ENUNCIADO DE LA TAREA:
Reproduzca sin cambios todo el pasaje del extracto de página, desde "En mis inicios, fui" hasta "por sus páginas.".

EXTRACTO DE PÁGINA:
++++

Con el tiempo, aquel proyecto acabó en vía muerta.
Dos años después, mi autor retomó aquel cuaderno de bitácora para reconstruirlo desde sus cimientos e intentar corregir sus defectos. ¡Y nací yo!
En mis inicios, fui un medio para satisfacer el deseo de compartir vivencias y reflexiones personales, así como textos y vídeos variados que gustaban a mi creador. Este navío quería traer a puerto todas aquellas mercancías que pudieran enriquecer a los que paseasen por sus páginas.
Con el paso del tiempo me he dado cuenta que soy todo eso y algo más. Si, sigo siendo el saco en el que se introducen todas aquellas vivencias, reflexiones, textos y videos que han enriquecido de una u otra manera a mi autor. Pero además, combinando palabras propias y prestadas, me estoy convirtiendo en el relato de un itinerario en el que mi creador describe su transformación. En mi se ha reunido todo aquello que ha formado parte (de alguna manera) de un proceso de ensanchamiento humano y espiritual, un proceso de evolución que aún continúa.

¡Bienvenidos!


lunes, 26 de marzo de 2018

TODO ES PARA BIEN

En esta vida ni todo es blanco ni todo es negro, y no tenemos tanta capacidad de ver el futuro como para saber si lo malo se terminará transformando en algo positivo para nosotros. Para ilustrar esta idea traigo este relato del que ya no recuerdo su procedencia.
 
 
El rey que reinaba en aquella época tenía como consejero a su tío Pratapsingh. El soberano se había felicitado siempre por la perspicacia del viejo y le respetaba por ello. Sin embargo, el sabio tenía la irritante costumbre de considerar siempre los obstáculos como bienvenidos. Pasara lo que pasara, de la alegría a las desgracias, decía: «Todo es para bien», y su inconsecuente optimismo contrariaba mucho a su amo y pariente próximo.
 
— ¿Cómo te atreves a pretender que todo es para bien —le dijo un día, exasperado—, cuando el año ha sido duro, la sequía ha vaciado los graneros y amenaza hambruna?
— Señor, todo lo que Dios hace está bien hecho. Nosotros ignoramos qué utilidad tienen nuestras desgracias, pero, gracias a Dios, deben tenerla, a la fuerza.
— ¿Incluso la epidemia que devastó nuestras ciudades y pueblos el año pasado?
— Señor, si todos esos muertos de ayer vivieran aún, ¿cómo ibas a alimentarlos con la escasa cosecha del año?
 
El rey seguía dubitativo. Al ver que sacudía la cabeza, el consejero le contó lo siguiente:
 
Un día, un joven capturó un caballo salvaje y le construyó un cercado delante de la granja de su padre, que no dijo nada. Acudieron todos los vecinos, admiraron al animal y juntaron las manos, mientras repetían:
 
— ¡Qué suerte tienes!

++++

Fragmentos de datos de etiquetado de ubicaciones
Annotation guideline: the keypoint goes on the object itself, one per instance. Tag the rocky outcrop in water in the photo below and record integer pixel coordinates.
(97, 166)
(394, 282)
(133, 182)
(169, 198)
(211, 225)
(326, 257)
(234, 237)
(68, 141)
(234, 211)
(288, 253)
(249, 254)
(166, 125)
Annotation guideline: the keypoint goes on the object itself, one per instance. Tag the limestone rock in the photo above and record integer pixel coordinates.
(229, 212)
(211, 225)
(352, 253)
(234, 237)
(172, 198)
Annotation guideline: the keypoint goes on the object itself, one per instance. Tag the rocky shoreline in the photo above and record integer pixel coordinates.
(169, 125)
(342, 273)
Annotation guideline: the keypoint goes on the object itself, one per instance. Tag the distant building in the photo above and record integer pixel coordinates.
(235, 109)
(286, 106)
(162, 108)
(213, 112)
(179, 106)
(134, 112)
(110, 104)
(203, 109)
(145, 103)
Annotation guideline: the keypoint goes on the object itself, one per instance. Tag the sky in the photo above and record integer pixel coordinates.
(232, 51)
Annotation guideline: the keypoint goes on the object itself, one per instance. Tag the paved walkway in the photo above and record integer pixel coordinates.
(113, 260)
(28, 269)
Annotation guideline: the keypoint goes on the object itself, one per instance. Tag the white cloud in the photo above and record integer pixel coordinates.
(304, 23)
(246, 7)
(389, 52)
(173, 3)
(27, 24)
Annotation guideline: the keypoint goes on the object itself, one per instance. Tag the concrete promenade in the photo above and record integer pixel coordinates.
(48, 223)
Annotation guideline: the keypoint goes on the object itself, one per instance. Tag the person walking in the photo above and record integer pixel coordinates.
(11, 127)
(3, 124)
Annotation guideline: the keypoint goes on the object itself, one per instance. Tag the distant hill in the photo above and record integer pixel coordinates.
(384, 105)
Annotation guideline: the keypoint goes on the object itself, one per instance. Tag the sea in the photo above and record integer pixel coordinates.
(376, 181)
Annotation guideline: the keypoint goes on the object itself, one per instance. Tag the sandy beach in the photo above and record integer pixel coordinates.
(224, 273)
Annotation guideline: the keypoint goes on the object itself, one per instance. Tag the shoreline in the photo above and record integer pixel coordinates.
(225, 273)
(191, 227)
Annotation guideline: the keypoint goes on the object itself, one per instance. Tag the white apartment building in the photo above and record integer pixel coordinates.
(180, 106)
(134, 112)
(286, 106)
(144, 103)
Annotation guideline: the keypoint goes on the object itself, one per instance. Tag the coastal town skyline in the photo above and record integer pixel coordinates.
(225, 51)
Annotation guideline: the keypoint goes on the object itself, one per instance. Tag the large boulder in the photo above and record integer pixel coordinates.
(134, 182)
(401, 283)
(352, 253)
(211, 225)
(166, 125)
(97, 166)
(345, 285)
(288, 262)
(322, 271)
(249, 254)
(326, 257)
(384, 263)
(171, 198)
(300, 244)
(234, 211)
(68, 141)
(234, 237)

++++

SOLUCIÓN DEL EJERCICIO:
En mis inicios, fui un medio para satisfacer el deseo de compartir vivencias y reflexiones personales, así como textos y vídeos variados que gustaban a mi creador. Este navío quería traer a puerto todas aquellas mercancías que pudieran enriquecer a los que paseasen por sus páginas.